Text extract ▸
* * *
Continuing with the “people on the subway” type of mediocrity, “Passer-by” details exactly what the title implies: interactions with a passerby on the street, though it feels more like the cliché “a stranger changed my life” college essay than anything else. More notable is the beginning of the subsequent “We Go Back,” which has such a rhythmic and strong backing bell-like beat, until turning the tides two minutes in and — thankfully — doing their last empty-sounding esoteric breakdown.

The final track on the album, “Royal and Desire” starts with an airy, floaty synth fronted by clear yet faraway vocals. It builds until about halfway through the song, never climaxing, but instead releasing into another stretch of lullaby-esque singing. Strings serenade the soul out of the final 30 seconds of the song. It truly encapsulates what an ending track should sound like.
* * *
Given material ▸
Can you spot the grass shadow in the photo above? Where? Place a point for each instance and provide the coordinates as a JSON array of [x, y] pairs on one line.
* * *
Challenges ▸
1. According to the album review, what does the final track, "Royal and Desire," start with?
2. Carry on the album review from its last sentence.

The responses ▸
1. An airy, floaty synth fronted by clear yet faraway vocals.

2.
Despite my negative feedback on numerous tracks of the album, I’d say the overall listening experience was immensely more enjoyable than their past two releases. Animal Collective has never made an album which is absolutely enjoyable all the way through. Rather, their best albums are collections of great moments mixed with whatever experimental sounds the band feels like recording. While it will never measure up to 2009’s “Merriweather Post Pavilion” in any way, Animal Collective went on autopilot for “Time Skiffs” in the best way possible. Its refreshing departure has quenched the drought of talent that plagued Animal Collective for the last decade, giving fans hope for whatever the band’s future holds.